* begin Extracted entries *

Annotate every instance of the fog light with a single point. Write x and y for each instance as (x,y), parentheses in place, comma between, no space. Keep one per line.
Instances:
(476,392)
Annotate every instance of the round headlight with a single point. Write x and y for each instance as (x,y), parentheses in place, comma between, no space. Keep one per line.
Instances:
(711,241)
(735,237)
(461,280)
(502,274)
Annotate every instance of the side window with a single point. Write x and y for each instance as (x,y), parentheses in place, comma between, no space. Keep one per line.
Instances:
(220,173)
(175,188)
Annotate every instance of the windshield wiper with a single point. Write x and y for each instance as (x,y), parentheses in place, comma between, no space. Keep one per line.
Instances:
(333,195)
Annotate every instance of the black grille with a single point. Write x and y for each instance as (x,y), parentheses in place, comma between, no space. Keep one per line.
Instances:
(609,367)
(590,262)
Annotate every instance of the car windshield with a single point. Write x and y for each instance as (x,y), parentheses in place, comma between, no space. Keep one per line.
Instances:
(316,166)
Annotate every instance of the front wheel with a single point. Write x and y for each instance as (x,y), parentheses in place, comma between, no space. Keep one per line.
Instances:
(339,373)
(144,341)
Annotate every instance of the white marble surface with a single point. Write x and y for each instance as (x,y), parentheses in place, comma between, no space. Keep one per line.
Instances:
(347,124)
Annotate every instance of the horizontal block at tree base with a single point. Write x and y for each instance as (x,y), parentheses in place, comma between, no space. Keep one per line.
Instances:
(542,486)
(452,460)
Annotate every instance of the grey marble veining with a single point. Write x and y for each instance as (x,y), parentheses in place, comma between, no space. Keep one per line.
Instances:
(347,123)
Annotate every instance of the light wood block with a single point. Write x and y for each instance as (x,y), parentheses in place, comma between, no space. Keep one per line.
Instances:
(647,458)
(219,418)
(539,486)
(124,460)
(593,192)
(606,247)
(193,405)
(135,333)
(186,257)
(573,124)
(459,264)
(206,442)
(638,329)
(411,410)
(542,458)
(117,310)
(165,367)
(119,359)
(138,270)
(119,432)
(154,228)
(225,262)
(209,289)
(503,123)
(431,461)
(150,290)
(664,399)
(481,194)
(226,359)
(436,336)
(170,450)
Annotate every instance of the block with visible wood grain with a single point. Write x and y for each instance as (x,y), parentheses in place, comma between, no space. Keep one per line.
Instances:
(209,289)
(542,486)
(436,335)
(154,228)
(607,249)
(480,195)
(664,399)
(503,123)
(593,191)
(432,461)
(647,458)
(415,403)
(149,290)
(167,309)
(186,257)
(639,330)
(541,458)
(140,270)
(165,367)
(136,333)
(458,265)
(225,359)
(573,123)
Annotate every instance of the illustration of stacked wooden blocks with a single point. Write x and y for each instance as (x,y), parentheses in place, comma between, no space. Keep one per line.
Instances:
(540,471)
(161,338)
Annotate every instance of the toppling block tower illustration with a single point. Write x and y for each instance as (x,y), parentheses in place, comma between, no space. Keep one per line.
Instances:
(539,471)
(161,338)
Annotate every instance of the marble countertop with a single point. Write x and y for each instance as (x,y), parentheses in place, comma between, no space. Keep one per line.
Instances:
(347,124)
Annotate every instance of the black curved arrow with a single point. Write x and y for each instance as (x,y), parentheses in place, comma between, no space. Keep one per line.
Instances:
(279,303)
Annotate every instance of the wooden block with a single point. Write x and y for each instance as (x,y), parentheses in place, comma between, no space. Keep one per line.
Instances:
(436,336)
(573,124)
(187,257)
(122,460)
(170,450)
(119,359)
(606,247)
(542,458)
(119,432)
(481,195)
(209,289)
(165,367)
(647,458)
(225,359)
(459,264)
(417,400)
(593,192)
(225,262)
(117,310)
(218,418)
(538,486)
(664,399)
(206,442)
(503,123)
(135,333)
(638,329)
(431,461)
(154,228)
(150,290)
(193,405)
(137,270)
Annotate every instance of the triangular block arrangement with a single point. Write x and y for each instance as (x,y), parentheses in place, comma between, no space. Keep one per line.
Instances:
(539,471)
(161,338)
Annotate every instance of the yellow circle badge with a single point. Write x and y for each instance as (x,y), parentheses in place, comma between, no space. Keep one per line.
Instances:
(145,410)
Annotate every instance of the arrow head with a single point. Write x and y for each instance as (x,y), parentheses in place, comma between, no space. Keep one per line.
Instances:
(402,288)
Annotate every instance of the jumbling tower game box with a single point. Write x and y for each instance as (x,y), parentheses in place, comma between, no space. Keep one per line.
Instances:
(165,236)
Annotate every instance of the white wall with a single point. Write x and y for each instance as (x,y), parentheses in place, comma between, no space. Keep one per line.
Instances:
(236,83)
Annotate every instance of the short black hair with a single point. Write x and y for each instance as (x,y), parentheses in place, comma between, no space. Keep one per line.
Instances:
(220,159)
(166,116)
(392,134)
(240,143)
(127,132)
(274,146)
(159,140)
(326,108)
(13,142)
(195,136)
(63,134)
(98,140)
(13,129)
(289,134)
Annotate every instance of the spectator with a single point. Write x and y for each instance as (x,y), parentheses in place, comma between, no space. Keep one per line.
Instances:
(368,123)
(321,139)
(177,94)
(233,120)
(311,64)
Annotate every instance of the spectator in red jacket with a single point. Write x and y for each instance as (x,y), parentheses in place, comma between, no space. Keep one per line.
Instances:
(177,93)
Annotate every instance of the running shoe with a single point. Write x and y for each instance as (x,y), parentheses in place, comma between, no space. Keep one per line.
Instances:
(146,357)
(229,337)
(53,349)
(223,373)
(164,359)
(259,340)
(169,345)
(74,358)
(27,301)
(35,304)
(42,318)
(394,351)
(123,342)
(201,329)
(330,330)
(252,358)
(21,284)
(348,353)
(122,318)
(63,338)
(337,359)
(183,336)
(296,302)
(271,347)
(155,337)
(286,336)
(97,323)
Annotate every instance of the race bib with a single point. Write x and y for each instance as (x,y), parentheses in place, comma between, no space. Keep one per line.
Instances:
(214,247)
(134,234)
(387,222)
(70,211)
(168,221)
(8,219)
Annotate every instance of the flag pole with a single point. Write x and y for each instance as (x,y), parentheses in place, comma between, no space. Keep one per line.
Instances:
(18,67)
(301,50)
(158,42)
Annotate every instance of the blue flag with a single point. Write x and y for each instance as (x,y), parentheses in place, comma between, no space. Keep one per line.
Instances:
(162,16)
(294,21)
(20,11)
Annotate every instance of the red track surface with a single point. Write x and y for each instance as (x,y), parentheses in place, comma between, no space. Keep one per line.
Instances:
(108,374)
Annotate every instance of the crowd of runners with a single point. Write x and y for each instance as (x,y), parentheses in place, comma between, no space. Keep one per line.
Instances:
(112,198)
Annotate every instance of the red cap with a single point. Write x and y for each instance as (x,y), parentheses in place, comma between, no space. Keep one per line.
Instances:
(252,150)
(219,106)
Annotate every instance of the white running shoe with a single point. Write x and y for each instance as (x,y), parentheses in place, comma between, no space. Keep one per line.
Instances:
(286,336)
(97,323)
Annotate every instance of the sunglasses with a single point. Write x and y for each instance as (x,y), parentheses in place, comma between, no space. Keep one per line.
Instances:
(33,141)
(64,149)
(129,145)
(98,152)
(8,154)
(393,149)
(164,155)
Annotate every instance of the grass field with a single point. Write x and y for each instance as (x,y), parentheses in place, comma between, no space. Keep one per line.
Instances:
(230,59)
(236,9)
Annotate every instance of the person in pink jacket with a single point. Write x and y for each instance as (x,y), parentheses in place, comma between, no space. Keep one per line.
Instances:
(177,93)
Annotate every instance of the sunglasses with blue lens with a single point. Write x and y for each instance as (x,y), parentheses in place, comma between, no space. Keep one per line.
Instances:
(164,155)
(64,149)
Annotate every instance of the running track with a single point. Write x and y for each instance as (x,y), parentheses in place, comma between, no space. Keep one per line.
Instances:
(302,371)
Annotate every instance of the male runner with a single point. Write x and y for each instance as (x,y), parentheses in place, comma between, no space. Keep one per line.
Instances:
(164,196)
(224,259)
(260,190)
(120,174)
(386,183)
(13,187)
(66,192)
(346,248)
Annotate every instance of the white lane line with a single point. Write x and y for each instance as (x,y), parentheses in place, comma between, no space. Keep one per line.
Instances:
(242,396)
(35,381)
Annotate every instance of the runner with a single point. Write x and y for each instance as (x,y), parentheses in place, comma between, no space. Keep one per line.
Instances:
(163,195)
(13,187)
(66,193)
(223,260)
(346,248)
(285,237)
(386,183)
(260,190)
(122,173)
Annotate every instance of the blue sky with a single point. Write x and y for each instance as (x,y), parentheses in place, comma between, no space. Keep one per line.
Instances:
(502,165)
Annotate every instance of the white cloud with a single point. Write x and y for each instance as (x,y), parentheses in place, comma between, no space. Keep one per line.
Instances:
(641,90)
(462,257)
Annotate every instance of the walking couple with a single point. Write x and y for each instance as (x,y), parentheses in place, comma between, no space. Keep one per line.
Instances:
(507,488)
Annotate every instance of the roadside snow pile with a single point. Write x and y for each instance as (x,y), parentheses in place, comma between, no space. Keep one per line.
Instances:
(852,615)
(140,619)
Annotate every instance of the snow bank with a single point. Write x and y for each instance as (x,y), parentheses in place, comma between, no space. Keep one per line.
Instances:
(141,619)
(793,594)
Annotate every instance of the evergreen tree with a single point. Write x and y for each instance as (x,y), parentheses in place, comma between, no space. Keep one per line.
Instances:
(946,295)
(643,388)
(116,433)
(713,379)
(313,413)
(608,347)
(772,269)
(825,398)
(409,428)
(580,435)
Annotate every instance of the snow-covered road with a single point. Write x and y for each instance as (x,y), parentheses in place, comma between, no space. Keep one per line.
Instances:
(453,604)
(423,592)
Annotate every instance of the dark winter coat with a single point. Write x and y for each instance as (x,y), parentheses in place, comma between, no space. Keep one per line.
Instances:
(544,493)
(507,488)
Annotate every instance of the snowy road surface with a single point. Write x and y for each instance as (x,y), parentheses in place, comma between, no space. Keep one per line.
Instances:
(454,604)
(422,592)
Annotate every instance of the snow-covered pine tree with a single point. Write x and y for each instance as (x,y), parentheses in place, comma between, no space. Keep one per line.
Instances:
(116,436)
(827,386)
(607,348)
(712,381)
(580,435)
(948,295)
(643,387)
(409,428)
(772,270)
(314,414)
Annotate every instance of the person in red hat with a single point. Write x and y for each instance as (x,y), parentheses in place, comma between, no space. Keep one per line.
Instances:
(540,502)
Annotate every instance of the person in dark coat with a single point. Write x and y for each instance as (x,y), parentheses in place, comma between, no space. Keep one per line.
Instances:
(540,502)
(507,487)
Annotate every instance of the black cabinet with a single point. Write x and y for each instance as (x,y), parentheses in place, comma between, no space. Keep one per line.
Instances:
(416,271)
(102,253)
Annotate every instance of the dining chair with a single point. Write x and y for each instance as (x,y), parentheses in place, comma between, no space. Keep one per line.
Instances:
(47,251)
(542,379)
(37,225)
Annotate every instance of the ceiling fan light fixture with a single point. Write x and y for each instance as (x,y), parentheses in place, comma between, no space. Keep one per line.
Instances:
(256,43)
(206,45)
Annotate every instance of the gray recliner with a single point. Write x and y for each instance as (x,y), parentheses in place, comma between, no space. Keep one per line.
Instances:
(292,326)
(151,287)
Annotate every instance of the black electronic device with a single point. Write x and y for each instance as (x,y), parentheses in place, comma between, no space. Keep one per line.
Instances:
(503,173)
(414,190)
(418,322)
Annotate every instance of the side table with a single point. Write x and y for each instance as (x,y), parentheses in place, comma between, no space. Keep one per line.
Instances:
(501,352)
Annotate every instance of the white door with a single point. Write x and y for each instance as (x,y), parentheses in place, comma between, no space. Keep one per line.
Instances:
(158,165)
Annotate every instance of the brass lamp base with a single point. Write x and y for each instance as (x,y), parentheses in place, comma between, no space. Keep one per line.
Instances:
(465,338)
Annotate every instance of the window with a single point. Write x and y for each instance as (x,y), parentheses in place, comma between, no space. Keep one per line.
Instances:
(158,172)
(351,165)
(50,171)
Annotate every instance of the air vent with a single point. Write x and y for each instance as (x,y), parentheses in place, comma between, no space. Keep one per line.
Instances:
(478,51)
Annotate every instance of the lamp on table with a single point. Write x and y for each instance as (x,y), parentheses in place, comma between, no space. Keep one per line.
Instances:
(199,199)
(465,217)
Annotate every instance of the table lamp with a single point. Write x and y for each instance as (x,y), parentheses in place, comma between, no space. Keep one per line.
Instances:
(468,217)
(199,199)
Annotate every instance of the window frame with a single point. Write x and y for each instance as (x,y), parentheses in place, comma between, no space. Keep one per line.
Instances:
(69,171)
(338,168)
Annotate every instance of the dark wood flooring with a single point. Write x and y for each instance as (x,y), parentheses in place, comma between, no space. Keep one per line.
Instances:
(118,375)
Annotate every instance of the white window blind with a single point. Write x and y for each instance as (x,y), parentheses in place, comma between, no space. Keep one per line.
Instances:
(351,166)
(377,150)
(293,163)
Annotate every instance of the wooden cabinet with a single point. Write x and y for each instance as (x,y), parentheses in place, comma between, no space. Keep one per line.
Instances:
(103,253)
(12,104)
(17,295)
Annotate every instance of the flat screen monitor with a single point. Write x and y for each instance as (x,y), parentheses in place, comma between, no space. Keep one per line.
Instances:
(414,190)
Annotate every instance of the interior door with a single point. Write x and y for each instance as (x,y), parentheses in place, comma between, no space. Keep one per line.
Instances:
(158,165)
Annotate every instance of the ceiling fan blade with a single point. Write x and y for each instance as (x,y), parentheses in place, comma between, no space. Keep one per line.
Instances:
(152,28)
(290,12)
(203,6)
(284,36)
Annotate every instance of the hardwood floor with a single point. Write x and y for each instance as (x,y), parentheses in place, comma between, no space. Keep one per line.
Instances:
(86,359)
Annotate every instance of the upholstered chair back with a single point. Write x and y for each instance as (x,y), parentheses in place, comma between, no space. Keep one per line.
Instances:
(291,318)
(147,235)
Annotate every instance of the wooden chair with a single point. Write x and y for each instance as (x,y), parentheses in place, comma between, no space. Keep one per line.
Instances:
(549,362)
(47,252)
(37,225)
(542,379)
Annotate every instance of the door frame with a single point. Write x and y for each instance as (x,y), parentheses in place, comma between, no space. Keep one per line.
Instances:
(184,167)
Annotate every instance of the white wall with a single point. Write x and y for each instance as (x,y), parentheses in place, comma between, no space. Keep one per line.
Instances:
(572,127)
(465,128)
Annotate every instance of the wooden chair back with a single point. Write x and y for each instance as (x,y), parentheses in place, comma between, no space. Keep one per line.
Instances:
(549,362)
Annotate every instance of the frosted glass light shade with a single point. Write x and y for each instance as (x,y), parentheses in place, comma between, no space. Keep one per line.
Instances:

* end Extracted entries *

- _Problem statement_
Quote the lines of the listing above that run from the line with "Annotate every instance of the ceiling fan blade" through its last line, both included, and nothing else.

- _Result of the exercise_
Annotate every instance of the ceiling fan blade with a single point. Write x and y for each instance as (x,y), parentheses in place, comma between, no space. Keep one per line.
Instances:
(152,28)
(290,12)
(203,6)
(284,36)
Annotate every instance of the hardwood floor with a single point. Write x and y for each instance as (x,y), parentheses in place, comma between, no space. Keep one per line.
Instances:
(86,359)
Annotate every instance of the upholstered chair back with a single point. Write x and y for each instance as (x,y), parentheses in place, comma between, no space. Keep one per line.
Instances:
(291,318)
(147,235)
Annotate every instance of the wooden chair with a single point. Write x and y for each instance as (x,y), parentheses in place, comma between, no space. Keep one per line.
Instances:
(549,362)
(47,252)
(37,225)
(542,379)
Annotate every instance of the door frame with a single point. Write x and y for each instance as (x,y), parentheses in place, comma between, no space. Keep one per line.
Instances:
(184,167)
Annotate every instance of the white wall with a single point. Write x and y for each instance as (x,y), parentheses in place, comma between, no space. Keep one per line.
Instances:
(572,127)
(465,128)
Annotate every instance of the wooden chair back with a single point. Write x and y for each instance as (x,y), parentheses in place, comma between, no space. Keep one per line.
Instances:
(549,362)
Annotate every instance of the frosted glass light shade with a single point. Write x and y for each instance as (x,y), parentheses in place, comma between, no space. Keep one per line.
Instances:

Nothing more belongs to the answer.